Problem statement >>
Resume the text on automatic failover after its last line and write the next part.
++++ Text section
Automatic failover
Switching a master domain manager to a backup master domain manager.
Recovery is easy when you are prepared for potential problems. If the master domain manager becomes unavailable, to ensure continuous operations, a long-term switchmgr operation is triggered and the workload is automatically switched to an eligible backup master domain manager.
Similarly, the backup event processors automatically detect if the event processor is unavailable, and a long-term switcheventprocessor command is triggered.
- Each backup master domain manager monitors the status of the active master domain manager.
- The master domain manager (active or backup) is made to be self-aware. It monitors the status of its fault-tolerant agent to check on the status of processes such as, Batchman, Mailman and Jobman. If at least one of these processes are down, the master domain manager makes 3 attempts to restart them. If the 3 attempts fail, a long-term switchmgr operation is triggered and the workload is automatically switched to an eligible backup master domain manager, while the event processor remains unchanged.
- If the WebSphere Application Server Liberty goes down, the watchdog process attempts to restart it. If the attempt fails, long-term switchmgr and switcheventprocessor commands are triggered, moving both the master domain manager and event processor to their backups.
- If the active master domain manager cannot be
automatically restored within 5 minutes (the threshold after which the master is declared
unavailable), then a permanent switch to a backup is automatically triggered by any of the backup
candidates when one or more of the following conditions persist:
- The fault-tolerant agent, WebSphere Application Server Liberty, or both are still down.
- The engine is unable to communicate with the database, for example, due to a network outage.
++++++++
++++ Supplied entries
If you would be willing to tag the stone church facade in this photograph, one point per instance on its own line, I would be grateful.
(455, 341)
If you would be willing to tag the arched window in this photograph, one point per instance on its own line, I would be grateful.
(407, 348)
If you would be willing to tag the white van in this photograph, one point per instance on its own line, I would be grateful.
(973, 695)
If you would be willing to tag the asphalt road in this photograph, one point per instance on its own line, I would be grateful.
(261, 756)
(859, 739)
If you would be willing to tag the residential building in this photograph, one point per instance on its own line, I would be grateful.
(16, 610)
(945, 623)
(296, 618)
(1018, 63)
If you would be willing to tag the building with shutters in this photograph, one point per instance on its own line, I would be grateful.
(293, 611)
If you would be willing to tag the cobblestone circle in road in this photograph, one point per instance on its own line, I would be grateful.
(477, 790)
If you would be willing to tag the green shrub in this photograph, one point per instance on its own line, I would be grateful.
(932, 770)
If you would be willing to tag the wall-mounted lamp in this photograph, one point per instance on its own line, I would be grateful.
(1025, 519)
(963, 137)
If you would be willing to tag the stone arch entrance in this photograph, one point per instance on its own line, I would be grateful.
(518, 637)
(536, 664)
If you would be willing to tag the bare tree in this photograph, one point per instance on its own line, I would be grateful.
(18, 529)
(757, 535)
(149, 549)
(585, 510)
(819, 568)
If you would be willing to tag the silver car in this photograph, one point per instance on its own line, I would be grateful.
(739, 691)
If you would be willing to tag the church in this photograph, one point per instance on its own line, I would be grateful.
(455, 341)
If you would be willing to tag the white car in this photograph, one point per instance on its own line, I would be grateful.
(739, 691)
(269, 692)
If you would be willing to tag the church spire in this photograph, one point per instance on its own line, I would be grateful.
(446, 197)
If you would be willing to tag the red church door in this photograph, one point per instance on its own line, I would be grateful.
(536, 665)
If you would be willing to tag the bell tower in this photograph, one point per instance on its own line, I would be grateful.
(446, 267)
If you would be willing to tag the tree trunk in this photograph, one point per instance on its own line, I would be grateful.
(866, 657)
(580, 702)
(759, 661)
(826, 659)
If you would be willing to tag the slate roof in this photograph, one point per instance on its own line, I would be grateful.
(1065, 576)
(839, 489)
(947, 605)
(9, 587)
++++++++
Result of this exercise >>
The list for potential event processor backups is a separate list from the potential master domain manager backups, because you might have a workstation that can serve as the event manager backup, but you do not want it to act as a potential master domain manager backup. If the event manager fails, but the master domain manager is running fine, then only the event manager switches to a backup manager defined in the list of potential backups. The same happens if the master domain manager fails and the event manager is running fine.
- <TWA_DATA_DIR>/stdlist/appserver/engineServer/logs/messages.log
- <TWA_home>\TWS\stdlist\appserver\engineServer\logs\messages.log
On Windows™ workstations, the FINAL job stream is not defined on the extended agent, but remains on the master domain manager. The FINAL and FINALPOSTREPORTS job streams and jobs need to be moved from the master to the extended agent workstation. For this reason, only a short-term switch can be performed automatically and the long-term switch must be performed manually as documented in Extended loss or permanent change of master domain manager and in Complete procedure for switching a domain manager. See also switchmgr command that contains both the command-line syntax, as well as the procedural steps to perform the switch from the Dynamic Workload Console.